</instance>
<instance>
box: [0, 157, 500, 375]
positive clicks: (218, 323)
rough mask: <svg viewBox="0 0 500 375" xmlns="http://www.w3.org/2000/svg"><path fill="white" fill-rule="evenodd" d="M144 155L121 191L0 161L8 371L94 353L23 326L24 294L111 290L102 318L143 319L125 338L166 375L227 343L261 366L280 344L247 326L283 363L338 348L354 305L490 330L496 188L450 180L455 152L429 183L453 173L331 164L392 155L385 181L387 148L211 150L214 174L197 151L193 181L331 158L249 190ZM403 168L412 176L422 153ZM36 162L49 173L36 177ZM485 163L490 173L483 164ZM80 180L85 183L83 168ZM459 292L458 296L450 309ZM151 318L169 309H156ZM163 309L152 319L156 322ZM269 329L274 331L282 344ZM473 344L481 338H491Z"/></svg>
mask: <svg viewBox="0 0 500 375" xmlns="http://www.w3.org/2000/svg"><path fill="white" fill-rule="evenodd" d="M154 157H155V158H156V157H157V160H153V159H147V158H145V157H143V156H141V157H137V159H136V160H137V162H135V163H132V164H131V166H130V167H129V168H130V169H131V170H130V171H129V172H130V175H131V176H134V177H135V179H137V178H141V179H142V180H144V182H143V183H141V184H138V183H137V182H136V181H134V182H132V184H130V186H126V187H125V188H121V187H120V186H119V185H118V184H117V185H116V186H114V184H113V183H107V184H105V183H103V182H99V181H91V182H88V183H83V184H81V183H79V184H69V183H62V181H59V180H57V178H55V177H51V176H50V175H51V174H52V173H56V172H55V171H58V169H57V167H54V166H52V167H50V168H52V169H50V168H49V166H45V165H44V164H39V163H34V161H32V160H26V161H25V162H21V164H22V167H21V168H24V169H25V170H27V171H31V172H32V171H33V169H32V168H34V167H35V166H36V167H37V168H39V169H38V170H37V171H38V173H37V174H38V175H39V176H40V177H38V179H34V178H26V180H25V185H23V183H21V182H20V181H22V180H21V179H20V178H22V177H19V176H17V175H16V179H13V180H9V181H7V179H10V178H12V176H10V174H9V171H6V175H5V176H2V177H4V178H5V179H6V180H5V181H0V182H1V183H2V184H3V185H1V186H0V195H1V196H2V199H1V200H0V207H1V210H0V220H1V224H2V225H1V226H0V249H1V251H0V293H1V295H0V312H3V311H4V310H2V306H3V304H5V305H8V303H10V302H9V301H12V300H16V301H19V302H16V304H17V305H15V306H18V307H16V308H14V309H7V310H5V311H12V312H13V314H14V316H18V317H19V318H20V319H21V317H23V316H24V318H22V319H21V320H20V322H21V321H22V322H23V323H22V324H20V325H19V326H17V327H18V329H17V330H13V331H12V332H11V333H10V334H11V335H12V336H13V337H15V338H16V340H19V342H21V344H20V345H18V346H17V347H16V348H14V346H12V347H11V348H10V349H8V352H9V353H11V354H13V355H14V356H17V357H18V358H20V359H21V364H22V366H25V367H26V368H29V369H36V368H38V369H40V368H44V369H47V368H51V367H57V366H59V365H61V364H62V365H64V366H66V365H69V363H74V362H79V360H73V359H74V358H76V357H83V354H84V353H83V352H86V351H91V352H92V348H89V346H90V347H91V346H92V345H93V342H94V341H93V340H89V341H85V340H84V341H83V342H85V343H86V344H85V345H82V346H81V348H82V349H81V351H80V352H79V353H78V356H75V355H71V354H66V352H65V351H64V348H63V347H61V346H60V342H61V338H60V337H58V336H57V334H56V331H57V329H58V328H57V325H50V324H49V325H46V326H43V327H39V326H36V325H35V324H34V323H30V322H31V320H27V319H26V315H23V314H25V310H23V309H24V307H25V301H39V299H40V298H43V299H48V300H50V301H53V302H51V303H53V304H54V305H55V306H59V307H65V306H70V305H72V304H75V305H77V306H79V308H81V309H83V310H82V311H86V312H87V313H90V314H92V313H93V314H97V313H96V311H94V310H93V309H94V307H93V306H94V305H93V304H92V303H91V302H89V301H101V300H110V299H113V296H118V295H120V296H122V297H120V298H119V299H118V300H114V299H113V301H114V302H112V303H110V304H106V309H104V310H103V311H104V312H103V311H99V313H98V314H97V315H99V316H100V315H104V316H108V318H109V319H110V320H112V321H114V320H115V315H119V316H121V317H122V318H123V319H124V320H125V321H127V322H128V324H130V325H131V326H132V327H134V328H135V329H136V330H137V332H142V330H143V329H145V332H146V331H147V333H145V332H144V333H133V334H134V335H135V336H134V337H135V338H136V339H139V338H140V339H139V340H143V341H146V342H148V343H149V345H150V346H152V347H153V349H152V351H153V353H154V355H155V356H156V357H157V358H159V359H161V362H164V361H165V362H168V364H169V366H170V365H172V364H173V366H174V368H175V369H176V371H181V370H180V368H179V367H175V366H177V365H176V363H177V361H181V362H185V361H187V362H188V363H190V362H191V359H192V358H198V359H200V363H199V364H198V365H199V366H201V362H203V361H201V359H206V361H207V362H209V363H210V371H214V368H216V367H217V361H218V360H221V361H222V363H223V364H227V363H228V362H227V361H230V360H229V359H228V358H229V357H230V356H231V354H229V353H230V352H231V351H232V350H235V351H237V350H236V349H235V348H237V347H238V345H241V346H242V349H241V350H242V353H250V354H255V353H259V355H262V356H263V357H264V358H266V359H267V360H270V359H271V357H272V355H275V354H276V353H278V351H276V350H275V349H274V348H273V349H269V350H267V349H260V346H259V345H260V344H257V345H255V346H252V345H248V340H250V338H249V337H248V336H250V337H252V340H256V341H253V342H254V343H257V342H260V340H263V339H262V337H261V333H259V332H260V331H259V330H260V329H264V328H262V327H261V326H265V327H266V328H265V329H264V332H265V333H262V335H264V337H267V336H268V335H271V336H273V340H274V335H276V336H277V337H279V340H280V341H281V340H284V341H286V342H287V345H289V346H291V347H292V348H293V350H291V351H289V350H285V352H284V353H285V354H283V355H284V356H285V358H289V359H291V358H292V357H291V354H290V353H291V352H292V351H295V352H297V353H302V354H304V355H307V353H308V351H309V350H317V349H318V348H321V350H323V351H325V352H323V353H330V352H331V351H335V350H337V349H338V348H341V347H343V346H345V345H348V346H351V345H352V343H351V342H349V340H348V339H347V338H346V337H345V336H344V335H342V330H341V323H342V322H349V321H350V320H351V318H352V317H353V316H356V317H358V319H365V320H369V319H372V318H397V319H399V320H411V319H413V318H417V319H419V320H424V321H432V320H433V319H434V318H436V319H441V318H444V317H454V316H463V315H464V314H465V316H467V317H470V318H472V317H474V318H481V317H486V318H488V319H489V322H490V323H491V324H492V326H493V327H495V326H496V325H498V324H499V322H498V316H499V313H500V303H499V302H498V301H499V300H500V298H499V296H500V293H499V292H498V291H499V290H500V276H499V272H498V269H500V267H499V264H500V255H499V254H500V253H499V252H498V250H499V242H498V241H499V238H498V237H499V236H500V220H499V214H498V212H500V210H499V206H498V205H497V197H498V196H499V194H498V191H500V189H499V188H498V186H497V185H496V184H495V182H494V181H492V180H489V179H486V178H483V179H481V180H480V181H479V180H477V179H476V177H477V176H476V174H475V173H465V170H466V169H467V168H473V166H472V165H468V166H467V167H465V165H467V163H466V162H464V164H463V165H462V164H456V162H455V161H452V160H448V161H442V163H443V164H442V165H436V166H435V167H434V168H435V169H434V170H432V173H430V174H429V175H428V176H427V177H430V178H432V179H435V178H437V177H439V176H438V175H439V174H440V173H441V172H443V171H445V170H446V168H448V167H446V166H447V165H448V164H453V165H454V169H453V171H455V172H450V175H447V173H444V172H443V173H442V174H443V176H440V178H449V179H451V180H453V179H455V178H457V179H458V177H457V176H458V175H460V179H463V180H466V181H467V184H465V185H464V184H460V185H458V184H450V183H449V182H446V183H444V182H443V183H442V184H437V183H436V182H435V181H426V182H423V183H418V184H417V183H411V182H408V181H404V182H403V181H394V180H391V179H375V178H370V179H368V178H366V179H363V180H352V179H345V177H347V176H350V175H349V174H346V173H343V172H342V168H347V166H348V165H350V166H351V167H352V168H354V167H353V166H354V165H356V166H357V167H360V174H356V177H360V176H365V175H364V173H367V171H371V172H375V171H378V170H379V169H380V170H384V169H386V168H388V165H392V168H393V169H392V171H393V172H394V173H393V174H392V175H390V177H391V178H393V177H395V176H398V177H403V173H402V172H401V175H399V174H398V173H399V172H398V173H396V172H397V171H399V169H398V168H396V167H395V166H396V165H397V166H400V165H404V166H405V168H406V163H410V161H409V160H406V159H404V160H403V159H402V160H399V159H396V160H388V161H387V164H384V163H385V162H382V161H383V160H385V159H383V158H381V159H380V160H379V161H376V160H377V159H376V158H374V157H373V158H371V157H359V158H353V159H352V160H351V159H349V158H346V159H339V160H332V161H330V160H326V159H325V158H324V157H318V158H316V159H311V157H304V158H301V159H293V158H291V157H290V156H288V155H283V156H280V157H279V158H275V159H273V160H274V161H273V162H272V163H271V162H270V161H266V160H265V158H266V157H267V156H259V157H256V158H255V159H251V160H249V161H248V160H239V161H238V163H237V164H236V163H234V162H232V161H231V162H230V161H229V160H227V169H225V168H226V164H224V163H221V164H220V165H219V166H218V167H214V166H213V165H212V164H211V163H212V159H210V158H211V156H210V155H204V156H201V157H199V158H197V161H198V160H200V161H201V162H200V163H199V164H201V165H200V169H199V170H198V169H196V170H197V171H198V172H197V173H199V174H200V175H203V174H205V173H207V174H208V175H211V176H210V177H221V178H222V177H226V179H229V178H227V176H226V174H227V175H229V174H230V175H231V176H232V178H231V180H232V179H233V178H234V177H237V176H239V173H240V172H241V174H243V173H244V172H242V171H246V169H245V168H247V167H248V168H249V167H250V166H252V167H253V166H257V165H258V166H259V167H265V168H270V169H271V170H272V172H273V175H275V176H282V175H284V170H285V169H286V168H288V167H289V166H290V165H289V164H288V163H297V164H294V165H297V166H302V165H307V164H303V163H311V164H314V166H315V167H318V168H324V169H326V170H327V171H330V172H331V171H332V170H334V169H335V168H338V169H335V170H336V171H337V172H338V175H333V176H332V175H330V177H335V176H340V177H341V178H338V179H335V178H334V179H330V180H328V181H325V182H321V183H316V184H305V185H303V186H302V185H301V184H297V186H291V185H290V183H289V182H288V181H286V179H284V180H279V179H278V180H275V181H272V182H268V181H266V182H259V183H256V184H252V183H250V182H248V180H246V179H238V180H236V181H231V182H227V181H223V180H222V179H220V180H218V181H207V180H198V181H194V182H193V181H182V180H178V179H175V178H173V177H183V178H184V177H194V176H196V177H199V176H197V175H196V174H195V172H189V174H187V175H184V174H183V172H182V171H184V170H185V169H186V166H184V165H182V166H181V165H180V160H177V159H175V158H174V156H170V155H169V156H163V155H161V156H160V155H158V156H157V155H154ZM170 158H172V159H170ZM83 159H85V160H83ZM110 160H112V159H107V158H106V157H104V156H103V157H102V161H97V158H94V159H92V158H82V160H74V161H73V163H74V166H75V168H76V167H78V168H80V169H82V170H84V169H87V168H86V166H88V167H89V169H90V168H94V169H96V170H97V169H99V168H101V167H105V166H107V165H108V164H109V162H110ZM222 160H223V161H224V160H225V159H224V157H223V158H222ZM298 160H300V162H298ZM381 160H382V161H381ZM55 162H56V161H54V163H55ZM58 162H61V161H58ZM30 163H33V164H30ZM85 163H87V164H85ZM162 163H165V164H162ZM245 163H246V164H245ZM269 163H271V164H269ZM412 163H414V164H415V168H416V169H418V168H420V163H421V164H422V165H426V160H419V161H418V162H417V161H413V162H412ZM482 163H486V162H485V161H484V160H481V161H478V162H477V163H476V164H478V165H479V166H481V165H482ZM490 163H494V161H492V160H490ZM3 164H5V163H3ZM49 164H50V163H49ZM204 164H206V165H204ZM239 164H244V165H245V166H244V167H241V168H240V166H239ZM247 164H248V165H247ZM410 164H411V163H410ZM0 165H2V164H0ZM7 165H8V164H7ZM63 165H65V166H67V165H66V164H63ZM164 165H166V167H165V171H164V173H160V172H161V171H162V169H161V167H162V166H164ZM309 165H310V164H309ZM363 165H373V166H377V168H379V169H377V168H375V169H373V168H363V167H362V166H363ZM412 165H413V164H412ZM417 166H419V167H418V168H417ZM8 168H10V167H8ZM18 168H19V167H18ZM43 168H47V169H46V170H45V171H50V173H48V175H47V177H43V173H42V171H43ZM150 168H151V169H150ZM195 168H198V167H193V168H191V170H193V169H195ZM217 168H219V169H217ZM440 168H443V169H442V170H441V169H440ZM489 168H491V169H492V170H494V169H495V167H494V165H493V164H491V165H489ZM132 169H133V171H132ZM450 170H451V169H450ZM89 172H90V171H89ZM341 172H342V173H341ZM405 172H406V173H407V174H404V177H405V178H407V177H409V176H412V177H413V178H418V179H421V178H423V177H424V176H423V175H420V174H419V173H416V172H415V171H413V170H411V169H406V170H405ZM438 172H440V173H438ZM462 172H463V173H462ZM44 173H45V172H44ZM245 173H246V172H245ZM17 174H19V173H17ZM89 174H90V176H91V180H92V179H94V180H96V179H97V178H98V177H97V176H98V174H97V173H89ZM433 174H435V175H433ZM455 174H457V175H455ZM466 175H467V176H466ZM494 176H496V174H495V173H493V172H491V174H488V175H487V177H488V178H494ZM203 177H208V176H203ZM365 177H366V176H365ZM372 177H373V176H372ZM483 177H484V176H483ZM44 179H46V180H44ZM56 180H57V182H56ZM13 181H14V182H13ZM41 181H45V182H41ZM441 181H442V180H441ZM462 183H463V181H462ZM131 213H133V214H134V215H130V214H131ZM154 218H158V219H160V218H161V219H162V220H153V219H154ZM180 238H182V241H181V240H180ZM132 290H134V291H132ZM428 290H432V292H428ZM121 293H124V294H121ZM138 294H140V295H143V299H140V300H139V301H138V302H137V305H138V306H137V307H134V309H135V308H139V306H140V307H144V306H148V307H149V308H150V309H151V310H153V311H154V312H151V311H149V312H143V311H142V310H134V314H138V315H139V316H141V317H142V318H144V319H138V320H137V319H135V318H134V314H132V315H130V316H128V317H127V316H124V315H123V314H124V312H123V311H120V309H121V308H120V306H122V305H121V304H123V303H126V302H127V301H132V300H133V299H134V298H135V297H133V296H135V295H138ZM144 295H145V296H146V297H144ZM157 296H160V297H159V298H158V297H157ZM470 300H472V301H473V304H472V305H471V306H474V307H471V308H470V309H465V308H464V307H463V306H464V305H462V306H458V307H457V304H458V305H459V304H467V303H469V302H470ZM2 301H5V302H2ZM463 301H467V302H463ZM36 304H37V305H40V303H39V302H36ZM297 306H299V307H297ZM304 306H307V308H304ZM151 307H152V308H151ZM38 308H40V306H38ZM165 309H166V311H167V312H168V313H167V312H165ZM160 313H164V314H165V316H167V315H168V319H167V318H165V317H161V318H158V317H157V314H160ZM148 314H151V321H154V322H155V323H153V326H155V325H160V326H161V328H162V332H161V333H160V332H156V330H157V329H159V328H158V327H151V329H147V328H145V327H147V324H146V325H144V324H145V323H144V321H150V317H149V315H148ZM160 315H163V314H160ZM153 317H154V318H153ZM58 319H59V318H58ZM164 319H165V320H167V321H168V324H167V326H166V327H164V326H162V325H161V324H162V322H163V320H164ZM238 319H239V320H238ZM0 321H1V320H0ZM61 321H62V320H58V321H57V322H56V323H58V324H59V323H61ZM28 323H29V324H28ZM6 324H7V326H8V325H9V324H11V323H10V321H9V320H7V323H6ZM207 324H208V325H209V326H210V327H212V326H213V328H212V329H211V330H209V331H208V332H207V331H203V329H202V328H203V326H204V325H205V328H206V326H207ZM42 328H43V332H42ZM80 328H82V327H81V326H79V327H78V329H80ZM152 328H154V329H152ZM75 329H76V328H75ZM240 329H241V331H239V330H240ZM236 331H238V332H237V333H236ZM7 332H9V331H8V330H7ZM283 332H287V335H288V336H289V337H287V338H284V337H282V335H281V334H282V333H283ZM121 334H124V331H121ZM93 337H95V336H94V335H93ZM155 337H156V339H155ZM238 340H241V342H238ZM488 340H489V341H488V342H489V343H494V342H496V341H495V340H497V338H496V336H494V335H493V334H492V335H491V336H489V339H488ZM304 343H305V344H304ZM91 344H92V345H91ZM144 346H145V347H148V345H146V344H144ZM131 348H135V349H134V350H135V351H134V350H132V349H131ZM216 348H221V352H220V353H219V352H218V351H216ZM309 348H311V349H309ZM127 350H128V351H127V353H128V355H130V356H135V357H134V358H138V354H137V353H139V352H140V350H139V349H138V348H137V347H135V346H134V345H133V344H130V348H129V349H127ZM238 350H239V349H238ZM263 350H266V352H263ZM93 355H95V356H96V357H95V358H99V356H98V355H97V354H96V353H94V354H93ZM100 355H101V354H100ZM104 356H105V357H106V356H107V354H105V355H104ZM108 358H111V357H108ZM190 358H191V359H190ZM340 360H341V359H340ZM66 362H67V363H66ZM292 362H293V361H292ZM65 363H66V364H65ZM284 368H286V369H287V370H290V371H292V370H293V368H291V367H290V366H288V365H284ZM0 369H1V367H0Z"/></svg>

::::

Task objective » Please reproduce the listing from its first line through the line containing "positive clicks: (218, 323)", with both ends included and every character unchanged.

Output for this exercise »
</instance>
<instance>
box: [0, 157, 500, 375]
positive clicks: (218, 323)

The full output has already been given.